* **Goal**
Could you gather every line in the listing below that contains the word "rose"? Case matters.

Object detection data
· · ·

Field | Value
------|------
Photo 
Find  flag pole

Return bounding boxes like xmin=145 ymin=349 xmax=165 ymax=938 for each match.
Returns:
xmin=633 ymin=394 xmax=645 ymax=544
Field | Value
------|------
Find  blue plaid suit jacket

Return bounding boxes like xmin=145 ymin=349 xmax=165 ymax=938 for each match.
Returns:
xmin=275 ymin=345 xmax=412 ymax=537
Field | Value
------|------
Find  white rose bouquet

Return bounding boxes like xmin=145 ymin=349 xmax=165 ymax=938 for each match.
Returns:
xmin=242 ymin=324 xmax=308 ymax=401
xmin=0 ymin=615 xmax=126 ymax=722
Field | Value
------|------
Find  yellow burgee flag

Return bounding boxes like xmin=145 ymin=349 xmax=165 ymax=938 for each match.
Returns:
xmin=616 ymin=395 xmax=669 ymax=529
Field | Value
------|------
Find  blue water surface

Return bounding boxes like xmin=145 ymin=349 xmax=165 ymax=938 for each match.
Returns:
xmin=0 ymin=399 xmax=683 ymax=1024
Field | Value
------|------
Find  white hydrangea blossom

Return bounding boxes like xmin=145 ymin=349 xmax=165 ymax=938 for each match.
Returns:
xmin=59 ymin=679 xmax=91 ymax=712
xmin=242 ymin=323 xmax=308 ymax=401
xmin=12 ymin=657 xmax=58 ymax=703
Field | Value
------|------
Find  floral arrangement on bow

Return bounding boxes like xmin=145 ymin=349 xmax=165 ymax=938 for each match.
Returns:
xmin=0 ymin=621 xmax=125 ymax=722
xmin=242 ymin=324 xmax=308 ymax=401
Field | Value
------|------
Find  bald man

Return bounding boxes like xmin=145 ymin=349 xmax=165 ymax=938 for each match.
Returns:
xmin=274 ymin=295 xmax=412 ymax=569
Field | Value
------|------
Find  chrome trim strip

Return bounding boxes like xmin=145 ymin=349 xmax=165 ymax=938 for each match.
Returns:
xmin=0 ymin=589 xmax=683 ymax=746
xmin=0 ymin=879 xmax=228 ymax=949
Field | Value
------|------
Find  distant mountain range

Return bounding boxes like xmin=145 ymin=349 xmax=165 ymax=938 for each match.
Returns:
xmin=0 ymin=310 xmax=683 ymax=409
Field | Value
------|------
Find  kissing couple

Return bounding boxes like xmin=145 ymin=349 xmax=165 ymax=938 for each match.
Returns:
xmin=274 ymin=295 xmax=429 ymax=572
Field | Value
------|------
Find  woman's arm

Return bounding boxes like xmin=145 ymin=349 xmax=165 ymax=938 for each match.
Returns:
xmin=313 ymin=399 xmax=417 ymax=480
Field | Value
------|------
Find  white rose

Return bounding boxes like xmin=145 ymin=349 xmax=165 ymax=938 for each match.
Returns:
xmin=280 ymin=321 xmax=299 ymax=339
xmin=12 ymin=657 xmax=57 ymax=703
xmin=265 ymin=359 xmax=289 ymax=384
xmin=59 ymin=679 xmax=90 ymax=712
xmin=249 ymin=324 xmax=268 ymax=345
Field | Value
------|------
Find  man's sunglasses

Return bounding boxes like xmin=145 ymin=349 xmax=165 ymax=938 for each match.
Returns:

· · ·

* **Worked solution**
Find  white rose bouquet
Find  white rose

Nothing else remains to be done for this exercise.